BLOC DE TEXTE:
Avec la nouvelle garantie de prêt de 2,9 milliards accordée à Terre-Neuve-et-Labrador pour son projet hydroélectrique de Muskrat Falls, Ottawa récompense à nouveau l'entêtement.
L'été dernier, les provinces s'étaient réunies pour élaborer entre elles une stratégie énergétique. Mais à quoi sert cette stratégie si le fédéral encourage Terre-Neuve à multiplier les guerres juridiques avec ses voisins au lieu de chercher une sortie de secours ? S'il incite Terre-Neuve à s'engouffrer encore un peu plus dans ce projet ruineux ?
Pour en comprendre l'absurdité, on n'a qu'à regarder sur une carte le long détour pour acheminer l'électricité du Labrador à Terre-Neuve puis à la Nouvelle-Écosse, via deux dispendieux câbles sous-marins.
On peut aussi sortir sa calculatrice.
Muskrat Falls constituait un pari irresponsable sur le coût de l'énergie.

(Enregistrements issus d'une source de données)
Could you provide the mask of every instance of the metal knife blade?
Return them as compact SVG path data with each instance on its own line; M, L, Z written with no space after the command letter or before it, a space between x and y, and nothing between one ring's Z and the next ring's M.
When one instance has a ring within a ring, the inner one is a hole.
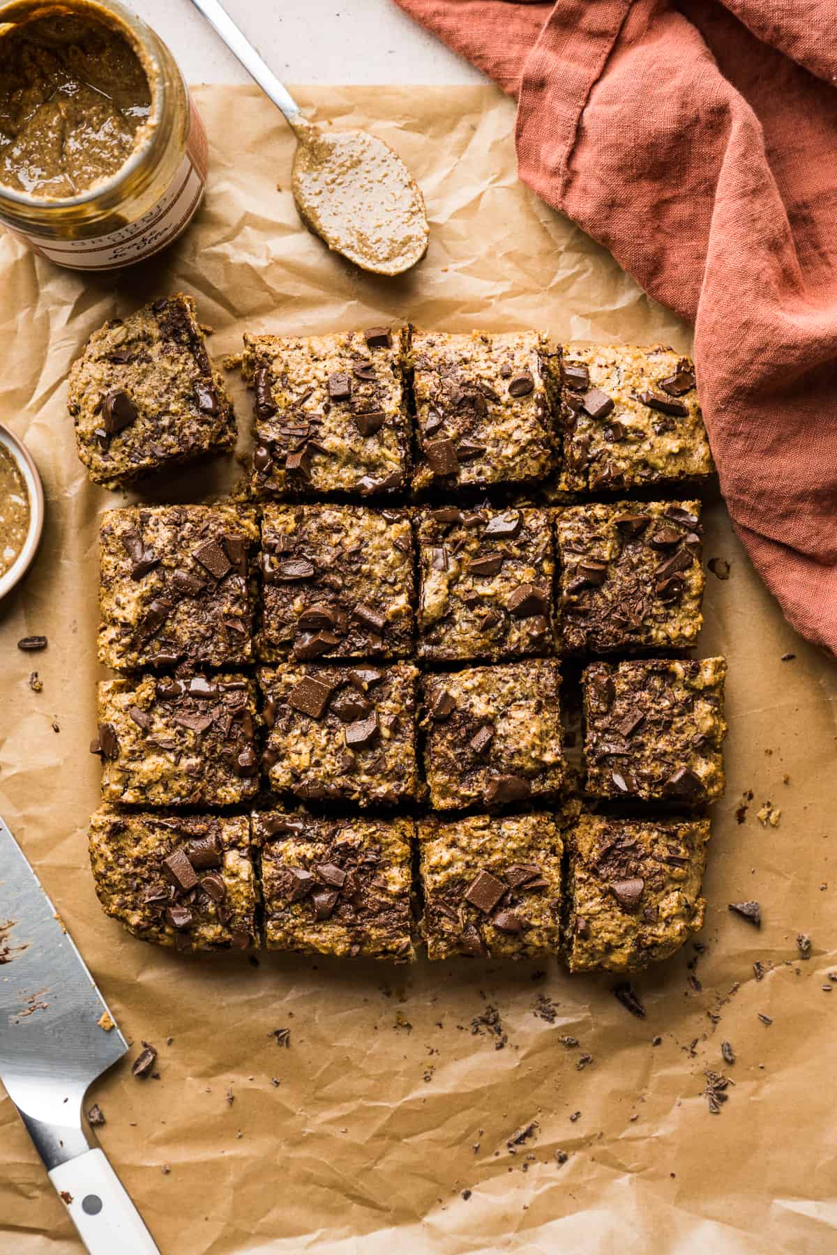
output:
M82 955L0 820L0 1079L48 1168L89 1148L80 1118L84 1092L127 1049Z

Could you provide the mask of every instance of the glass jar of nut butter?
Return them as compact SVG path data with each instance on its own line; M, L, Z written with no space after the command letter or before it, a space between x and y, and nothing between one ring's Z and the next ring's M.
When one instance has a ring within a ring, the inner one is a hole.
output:
M203 125L168 48L117 0L0 3L0 223L60 266L149 257L203 197Z

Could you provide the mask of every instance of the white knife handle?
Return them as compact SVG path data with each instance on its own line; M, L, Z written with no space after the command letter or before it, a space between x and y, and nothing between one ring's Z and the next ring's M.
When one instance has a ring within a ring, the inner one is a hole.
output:
M49 1173L90 1255L159 1255L143 1219L98 1147ZM69 1201L68 1201L69 1199Z

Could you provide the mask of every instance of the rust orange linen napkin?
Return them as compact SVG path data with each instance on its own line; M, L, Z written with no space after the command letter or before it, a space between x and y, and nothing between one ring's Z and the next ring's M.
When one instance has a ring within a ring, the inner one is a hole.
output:
M521 178L695 326L733 522L837 653L829 0L395 0L517 97Z

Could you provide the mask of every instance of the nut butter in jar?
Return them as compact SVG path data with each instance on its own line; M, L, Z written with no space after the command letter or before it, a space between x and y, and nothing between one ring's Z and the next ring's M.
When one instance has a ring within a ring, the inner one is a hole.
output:
M75 270L177 238L207 144L163 41L117 0L0 4L0 223Z

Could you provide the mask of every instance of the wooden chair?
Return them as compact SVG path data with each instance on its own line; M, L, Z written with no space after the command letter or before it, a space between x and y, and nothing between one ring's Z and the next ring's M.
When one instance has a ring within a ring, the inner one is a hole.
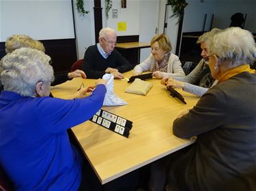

LISTE DES TÂCHES:
1. D'après le texte sur Muskrat Falls, qu'est-ce qui permet de saisir l'absurdité du projet ? Répondez en une à trois phrases.
2. Transformez en liste numérotée les enregistrements, depuis leur début jusqu'à la ligne contenant « M82 955L0 820L0 » incluse, en omettant les lignes vides et les images.

RÉPONSES PAR TÂCHE:
1. Il suffit de regarder sur une carte le long détour par lequel l'électricité doit passer du Labrador à Terre-Neuve, puis à la Nouvelle-Écosse, au moyen de deux câbles sous-marins dispendieux. On peut aussi sortir sa calculatrice.

2.
1. Could you provide the mask of every instance of the metal knife blade?
2. Return them as compact SVG path data with each instance on its own line; M, L, Z written with no space after the command letter or before it, a space between x and y, and nothing between one ring's Z and the next ring's M.
3. When one instance has a ring within a ring, the inner one is a hole.
4. output:
5. M82 955L0 820L0 1079L48 1168L89 1148L80 1118L84 1092L127 1049Z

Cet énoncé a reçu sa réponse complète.